> REQUIREMENT: Reproduce word for word the line that contains "Target: wheel arch" and every line after it to the end of the records, with nothing else added.

Dataset excerpts:
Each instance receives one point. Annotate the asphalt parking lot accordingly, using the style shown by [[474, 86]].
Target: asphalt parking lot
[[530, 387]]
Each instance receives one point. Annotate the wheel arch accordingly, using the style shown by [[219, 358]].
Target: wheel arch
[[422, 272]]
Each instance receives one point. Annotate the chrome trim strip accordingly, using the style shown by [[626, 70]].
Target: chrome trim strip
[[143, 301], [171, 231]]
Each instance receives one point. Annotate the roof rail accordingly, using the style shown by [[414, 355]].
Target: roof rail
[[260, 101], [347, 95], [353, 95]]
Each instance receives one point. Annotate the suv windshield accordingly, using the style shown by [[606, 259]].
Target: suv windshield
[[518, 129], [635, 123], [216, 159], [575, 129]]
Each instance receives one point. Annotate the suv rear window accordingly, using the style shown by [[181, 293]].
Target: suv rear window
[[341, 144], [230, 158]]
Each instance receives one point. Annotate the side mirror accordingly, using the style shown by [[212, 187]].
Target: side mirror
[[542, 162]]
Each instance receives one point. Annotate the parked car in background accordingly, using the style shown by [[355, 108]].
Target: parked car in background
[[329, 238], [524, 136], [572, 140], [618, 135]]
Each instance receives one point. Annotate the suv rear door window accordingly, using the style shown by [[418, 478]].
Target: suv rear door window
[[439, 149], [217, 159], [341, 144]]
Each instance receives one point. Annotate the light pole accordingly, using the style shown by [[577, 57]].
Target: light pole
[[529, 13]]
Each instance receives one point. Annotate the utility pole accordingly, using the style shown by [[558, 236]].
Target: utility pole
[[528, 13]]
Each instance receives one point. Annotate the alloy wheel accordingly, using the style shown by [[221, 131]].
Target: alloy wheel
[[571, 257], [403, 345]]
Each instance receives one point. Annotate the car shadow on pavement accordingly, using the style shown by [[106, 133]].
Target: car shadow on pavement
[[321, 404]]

> OUTPUT FOR THIS EXERCISE:
Target: wheel arch
[[422, 272]]
Each instance receives one point. Annotate the chrome trim strip accordingly, using the style shown by [[626, 70]].
Target: chrome trim strip
[[143, 301], [171, 231]]
Each instance receives one point. Annotate the roof rail accordingly, using the style shown by [[414, 355]].
Target: roof rail
[[260, 101], [347, 95], [353, 95]]
Each instance receives one point. Annotate the suv windshield accordingly, using the style shown by [[606, 259]].
Target: suv windshield
[[518, 129], [635, 123], [216, 159], [575, 129]]
Each instance receives one point. Annotate the suv rear window accordingly, using the style shown by [[181, 293]].
Target: suv rear window
[[341, 144], [230, 158]]
Each instance receives one point. Annotate the side mirror accordingly, using the style shown by [[212, 187]].
Target: side mirror
[[542, 162]]
Each instance receives one point. Annotate the parked car in background accordingly, using the style shown by [[355, 108]].
Target: parked car in background
[[329, 238], [524, 136], [572, 140], [618, 135]]
Each instance receives one point. Annotate the suv rear door window accordingly, using the style shown by [[418, 478]].
Target: suv rear door window
[[439, 149], [217, 159], [341, 144]]
Each instance receives one point. Annotate the light pole accordingly, using the style shown by [[577, 57]].
Target: light pole
[[529, 13]]
Each instance receives one point. Annotate the utility pole accordingly, using the style shown by [[558, 236]].
Target: utility pole
[[528, 13]]
Each instance receives one point. Annotate the alloy wheel accordingly, using the style shown by [[221, 131]].
Target: alloy wheel
[[571, 257], [403, 345]]
Each instance receives one point. Annotate the car shadow on pavement accordingly, using the style shown by [[106, 133]].
Target: car shadow on pavement
[[321, 404]]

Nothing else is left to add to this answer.